PASSAGE Block Start
A Vision for Change: Kutner Scholarship enhances legacy

Kutner during medical school

Kutner during medical school

Dr. Steve Kutner, MD’65, restored sight to thousands of refugees during his life while also helping patients in his Georgia Eye Clinic in Atlanta. Although Kutner died in 2016, his spirit of giving continues.

A life-changing trip abroad in 1987 to provide eye care for refugees inspired him to create a nonprofit organization, Project Vision, to serve impoverished global communities suffering from lack of access to eye care. His wife, Jeanney, says he considered it his true life’s work.

Kutner’s unusual medical career had an equally atypical start. After completing an undergraduate engineering degree, military service, and a brief stint for Rand Corp., he heard medicine calling. Someone suggested he apply to Vanderbilt School of Medicine. At the time Nashville may have seemed an odd choice for an engineer from Long Island, New York, but Kutner persisted. He visited, felt genuinely welcome by the school’s faculty, and loved its collaborative approach to medicine, Jeanney says.

Jeanney also recalls the depth of welcome Kutner received at Vanderbilt. “Even though he was a little older, Vanderbilt was willing to take a risk on him because of his engineering background and his interest in bioengineering, which was an emerging field of study,” she says. “They saw something special in him. He had an engineer’s approach to medicine.
PASSAGE Block End
- _CHECK YOUR UNDERSTANDING_
(1) In the article about Dr. Steve Kutner, what was the name of the nonprofit organization he created?
(2) From the article about Dr. Steve Kutner, reproduce word for word the part starting with "A Vision for" and going on through "of giving continues.".
RECORDS Block Start
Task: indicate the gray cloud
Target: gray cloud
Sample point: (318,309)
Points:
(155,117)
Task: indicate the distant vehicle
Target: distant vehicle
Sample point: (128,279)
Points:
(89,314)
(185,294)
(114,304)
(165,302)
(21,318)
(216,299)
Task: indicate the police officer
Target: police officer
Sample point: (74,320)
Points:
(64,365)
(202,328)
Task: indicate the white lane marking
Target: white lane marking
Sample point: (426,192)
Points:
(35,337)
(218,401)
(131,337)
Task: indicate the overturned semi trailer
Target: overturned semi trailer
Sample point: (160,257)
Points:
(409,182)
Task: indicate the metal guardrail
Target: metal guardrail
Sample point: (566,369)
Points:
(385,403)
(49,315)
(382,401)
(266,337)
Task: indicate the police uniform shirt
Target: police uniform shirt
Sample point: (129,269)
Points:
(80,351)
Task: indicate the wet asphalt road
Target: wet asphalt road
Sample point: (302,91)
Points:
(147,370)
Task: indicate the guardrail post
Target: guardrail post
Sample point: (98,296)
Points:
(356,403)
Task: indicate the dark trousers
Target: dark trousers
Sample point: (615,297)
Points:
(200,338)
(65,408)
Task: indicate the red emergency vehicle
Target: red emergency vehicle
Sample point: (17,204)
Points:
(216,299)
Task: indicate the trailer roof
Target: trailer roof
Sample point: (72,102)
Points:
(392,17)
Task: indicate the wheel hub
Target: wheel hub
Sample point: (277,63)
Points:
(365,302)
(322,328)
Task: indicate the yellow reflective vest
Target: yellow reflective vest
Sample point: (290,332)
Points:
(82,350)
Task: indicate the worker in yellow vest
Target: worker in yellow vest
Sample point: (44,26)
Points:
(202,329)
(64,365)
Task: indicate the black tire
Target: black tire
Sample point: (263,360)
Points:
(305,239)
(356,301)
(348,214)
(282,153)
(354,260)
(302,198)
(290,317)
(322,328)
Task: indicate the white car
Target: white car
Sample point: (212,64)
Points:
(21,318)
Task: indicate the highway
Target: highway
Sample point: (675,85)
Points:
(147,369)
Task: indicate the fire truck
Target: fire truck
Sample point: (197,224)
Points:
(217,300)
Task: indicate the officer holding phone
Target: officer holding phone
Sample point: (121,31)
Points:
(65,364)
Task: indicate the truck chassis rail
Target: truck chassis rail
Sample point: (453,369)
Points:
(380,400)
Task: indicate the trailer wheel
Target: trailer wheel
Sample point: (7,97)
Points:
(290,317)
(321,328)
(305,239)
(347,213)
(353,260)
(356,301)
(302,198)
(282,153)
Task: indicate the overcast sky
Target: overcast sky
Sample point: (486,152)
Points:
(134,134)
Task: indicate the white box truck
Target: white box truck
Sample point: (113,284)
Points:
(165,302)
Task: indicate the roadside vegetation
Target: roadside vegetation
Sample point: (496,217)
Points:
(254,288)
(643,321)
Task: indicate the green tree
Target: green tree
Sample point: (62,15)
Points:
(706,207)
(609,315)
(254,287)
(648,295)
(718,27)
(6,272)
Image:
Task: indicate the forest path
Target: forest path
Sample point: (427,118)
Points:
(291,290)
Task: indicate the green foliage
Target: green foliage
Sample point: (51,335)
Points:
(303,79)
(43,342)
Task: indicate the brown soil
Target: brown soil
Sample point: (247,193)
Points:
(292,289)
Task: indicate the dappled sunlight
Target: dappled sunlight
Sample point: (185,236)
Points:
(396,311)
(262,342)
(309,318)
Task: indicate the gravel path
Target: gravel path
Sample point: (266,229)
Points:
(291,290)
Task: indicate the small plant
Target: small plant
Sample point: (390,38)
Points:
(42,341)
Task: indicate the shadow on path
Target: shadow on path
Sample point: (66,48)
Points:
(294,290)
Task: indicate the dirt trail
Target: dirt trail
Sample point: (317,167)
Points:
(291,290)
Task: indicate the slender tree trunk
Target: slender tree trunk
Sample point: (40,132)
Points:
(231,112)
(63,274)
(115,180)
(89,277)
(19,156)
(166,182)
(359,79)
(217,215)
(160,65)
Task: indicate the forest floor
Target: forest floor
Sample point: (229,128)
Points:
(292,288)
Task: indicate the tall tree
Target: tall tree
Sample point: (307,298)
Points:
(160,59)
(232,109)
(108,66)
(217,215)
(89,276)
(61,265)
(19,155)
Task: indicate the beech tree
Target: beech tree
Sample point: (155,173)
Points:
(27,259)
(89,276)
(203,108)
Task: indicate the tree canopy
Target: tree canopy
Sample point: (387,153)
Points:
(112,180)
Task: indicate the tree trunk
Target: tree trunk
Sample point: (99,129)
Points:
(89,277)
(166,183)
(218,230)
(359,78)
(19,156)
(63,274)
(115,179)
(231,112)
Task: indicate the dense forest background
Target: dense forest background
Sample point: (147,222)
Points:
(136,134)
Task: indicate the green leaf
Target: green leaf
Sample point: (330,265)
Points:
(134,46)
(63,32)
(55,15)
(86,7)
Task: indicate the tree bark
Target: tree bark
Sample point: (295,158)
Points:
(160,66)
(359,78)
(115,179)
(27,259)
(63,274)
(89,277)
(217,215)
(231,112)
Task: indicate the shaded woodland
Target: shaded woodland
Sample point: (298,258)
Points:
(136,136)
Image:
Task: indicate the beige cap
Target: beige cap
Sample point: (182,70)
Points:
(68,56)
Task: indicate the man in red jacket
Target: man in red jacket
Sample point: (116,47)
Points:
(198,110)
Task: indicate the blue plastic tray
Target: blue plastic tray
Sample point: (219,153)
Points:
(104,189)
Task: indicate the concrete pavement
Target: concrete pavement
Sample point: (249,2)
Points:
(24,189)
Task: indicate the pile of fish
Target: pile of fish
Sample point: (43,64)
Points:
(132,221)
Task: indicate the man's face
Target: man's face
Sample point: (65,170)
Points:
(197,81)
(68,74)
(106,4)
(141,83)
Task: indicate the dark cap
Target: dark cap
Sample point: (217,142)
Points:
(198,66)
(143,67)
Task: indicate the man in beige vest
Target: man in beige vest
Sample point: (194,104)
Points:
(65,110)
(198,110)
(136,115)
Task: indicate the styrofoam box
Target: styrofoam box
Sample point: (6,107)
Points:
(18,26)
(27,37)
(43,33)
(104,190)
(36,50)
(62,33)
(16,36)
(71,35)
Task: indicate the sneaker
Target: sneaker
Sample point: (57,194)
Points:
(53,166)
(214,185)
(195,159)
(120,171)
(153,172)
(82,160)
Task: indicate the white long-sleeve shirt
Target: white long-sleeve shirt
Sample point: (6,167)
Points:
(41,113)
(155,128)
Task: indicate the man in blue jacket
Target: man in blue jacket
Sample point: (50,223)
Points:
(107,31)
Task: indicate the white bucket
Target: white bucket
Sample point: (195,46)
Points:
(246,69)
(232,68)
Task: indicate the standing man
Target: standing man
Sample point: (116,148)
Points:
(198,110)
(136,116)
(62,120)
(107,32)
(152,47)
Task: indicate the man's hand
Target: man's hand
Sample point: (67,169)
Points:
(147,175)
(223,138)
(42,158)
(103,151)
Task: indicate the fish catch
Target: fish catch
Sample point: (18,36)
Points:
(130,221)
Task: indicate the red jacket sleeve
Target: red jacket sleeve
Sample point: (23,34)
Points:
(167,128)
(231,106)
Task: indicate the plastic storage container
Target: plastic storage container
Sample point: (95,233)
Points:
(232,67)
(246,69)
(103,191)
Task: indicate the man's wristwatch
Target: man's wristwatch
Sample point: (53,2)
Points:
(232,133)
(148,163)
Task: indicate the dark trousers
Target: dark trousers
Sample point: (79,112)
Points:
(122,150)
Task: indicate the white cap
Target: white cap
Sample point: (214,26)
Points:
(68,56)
RECORDS Block End
- _RESPONSES TO THE TASKS_
(1) Project Vision

(2)
A Vision for Change: Kutner Scholarship enhances legacy

Kutner during medical school

Kutner during medical school

Dr. Steve Kutner, MD’65, restored sight to thousands of refugees during his life while also helping patients in his Georgia Eye Clinic in Atlanta. Although Kutner died in 2016, his spirit of giving continues.